◆ **YOUR OBJECTIVE**: Pull out every line of the material below that contains the string "water" and copy each one in full.

»»

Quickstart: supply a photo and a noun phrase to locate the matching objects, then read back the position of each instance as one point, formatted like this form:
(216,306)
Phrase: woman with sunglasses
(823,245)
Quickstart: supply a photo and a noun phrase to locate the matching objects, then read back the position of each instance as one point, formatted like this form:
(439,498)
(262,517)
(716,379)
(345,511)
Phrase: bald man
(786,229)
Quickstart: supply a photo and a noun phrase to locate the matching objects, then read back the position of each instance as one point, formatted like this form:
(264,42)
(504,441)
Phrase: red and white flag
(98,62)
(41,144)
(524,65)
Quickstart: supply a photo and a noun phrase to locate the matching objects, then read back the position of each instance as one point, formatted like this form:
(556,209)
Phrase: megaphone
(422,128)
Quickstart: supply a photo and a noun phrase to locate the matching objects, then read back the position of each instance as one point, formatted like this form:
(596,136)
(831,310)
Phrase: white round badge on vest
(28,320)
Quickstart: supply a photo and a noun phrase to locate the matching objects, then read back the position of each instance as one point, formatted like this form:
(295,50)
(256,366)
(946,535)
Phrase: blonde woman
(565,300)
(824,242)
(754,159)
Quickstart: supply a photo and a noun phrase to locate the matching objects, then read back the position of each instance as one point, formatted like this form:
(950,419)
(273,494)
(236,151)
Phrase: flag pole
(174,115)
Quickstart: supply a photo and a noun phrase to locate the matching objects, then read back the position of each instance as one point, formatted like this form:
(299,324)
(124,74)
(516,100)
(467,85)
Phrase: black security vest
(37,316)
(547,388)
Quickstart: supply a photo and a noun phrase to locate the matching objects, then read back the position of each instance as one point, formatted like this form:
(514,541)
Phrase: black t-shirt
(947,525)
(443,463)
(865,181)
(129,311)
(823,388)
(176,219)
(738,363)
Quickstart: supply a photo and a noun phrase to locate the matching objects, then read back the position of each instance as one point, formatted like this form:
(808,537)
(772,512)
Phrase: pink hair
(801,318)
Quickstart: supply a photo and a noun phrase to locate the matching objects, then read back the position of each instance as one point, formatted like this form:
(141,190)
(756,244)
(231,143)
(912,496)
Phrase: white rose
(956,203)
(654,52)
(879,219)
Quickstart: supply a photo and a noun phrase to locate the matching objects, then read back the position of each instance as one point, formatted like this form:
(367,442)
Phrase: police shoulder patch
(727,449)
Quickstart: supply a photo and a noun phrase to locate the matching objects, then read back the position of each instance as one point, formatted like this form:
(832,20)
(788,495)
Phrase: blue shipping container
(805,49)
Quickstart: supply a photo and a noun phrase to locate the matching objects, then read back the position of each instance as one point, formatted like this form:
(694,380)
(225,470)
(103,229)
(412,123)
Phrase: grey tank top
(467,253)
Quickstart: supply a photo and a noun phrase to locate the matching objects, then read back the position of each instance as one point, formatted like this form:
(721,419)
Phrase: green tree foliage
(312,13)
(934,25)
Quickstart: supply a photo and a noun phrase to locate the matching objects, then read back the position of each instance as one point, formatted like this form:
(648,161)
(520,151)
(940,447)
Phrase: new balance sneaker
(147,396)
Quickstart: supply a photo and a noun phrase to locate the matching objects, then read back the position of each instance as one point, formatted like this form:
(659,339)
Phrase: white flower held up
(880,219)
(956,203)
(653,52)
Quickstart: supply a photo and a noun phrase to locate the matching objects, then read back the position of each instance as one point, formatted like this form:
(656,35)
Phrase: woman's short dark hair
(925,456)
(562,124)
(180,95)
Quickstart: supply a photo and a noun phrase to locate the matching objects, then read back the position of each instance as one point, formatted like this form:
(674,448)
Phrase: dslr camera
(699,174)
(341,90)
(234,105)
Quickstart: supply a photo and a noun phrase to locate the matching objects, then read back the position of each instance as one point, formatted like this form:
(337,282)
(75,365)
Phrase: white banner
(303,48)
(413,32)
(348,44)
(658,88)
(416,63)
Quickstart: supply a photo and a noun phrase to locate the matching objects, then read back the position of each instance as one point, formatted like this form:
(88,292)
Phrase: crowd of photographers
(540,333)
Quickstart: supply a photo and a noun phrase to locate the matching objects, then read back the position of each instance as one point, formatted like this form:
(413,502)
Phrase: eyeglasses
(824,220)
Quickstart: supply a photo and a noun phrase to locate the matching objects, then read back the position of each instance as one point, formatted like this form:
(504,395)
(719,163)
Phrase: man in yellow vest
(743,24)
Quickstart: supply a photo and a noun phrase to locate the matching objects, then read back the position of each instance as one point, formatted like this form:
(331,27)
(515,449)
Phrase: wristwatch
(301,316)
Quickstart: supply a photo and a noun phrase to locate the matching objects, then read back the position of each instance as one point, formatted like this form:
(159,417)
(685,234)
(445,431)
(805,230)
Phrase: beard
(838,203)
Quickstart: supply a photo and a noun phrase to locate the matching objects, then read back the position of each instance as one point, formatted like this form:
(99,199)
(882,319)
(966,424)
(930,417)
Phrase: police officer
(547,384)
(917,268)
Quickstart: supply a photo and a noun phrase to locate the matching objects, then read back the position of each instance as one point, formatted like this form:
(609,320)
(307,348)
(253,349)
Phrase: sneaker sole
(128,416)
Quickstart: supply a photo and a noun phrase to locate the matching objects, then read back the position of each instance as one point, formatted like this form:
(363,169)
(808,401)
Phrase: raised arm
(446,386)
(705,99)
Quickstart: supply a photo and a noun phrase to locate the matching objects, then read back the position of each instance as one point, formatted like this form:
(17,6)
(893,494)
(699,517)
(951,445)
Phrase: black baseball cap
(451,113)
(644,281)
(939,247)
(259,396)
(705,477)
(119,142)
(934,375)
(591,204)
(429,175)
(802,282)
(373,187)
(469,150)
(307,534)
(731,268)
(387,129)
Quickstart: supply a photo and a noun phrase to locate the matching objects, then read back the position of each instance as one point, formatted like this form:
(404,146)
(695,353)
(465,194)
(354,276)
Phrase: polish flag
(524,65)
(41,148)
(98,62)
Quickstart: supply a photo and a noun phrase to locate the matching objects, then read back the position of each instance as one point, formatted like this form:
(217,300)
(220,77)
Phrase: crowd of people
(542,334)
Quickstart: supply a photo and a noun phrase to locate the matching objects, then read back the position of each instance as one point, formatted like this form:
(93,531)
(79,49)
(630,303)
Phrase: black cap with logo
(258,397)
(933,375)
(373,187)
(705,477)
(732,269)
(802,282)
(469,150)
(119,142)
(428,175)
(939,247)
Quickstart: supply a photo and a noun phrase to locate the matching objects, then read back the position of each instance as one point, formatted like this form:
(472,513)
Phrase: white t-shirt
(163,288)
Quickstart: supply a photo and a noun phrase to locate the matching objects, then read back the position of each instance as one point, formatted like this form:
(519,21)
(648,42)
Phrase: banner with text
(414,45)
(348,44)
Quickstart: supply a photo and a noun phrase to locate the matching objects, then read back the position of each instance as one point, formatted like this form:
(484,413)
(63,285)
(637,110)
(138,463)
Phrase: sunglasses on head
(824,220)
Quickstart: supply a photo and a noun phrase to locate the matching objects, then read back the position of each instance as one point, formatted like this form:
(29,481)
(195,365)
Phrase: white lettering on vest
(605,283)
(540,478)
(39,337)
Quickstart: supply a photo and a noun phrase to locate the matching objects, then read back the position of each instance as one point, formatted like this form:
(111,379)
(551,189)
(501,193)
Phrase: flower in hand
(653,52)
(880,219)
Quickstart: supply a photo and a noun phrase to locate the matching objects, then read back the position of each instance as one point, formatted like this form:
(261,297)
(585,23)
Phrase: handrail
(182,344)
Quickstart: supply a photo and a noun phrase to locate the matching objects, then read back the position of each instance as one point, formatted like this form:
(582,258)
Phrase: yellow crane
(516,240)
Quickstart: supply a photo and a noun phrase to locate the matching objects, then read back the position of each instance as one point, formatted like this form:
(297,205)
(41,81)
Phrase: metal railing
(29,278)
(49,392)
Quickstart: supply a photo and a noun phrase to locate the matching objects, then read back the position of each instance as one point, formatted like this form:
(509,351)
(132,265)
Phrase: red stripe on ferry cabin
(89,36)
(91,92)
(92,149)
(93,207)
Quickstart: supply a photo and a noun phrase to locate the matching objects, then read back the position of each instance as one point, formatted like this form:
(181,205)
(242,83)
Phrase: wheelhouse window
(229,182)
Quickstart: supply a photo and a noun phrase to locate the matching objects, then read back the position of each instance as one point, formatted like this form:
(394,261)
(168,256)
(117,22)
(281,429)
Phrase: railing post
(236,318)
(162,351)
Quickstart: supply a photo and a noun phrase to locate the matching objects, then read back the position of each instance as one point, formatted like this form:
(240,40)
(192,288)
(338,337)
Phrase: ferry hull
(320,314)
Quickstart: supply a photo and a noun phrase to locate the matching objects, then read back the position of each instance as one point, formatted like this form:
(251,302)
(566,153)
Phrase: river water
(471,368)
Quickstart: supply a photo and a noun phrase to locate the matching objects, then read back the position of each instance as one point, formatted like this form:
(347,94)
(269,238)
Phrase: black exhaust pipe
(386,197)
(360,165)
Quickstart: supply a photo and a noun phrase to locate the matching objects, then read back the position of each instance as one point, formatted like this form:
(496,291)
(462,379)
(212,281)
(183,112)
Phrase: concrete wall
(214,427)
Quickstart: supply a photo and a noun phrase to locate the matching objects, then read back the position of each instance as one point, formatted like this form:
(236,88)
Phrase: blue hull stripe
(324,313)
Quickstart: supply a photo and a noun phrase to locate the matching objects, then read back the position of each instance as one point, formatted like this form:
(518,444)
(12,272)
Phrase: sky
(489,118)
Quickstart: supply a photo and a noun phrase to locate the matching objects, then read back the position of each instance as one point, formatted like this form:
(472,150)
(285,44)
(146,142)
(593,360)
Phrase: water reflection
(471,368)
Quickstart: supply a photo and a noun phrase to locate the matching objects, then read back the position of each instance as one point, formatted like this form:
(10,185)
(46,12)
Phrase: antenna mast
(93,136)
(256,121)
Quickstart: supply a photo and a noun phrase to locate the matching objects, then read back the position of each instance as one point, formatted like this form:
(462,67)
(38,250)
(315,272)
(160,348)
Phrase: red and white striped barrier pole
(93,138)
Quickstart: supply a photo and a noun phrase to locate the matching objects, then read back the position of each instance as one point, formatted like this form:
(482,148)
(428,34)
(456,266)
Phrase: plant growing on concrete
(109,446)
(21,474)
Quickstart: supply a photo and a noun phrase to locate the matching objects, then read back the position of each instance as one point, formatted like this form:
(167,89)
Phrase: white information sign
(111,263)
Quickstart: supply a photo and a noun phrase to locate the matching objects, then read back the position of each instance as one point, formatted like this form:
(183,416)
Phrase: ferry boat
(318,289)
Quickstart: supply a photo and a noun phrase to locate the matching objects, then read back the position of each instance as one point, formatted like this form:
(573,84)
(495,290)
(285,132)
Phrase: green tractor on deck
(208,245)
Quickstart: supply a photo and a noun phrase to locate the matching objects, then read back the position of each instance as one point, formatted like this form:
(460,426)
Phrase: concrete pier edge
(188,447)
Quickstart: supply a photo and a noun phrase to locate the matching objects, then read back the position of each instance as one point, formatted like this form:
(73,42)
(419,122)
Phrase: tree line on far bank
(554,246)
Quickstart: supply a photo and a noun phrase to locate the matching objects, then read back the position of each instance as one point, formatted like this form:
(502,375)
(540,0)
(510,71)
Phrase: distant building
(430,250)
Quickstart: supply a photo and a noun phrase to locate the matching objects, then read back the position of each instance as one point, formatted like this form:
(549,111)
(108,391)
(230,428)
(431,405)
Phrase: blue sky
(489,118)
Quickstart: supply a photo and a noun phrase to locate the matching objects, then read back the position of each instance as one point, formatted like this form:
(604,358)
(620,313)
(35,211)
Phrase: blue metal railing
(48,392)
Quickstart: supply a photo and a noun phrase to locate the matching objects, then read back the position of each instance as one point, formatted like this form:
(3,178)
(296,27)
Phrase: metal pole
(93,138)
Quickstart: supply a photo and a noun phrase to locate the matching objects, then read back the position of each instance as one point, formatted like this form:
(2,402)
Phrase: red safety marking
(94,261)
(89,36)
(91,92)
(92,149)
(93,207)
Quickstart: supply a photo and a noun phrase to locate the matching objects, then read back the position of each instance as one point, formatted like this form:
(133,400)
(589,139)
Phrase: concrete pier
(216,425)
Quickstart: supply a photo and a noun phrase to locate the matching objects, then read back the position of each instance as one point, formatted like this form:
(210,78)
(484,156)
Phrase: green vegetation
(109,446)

««

◆ **RESPONSE**:
Phrase: river water
Phrase: water reflection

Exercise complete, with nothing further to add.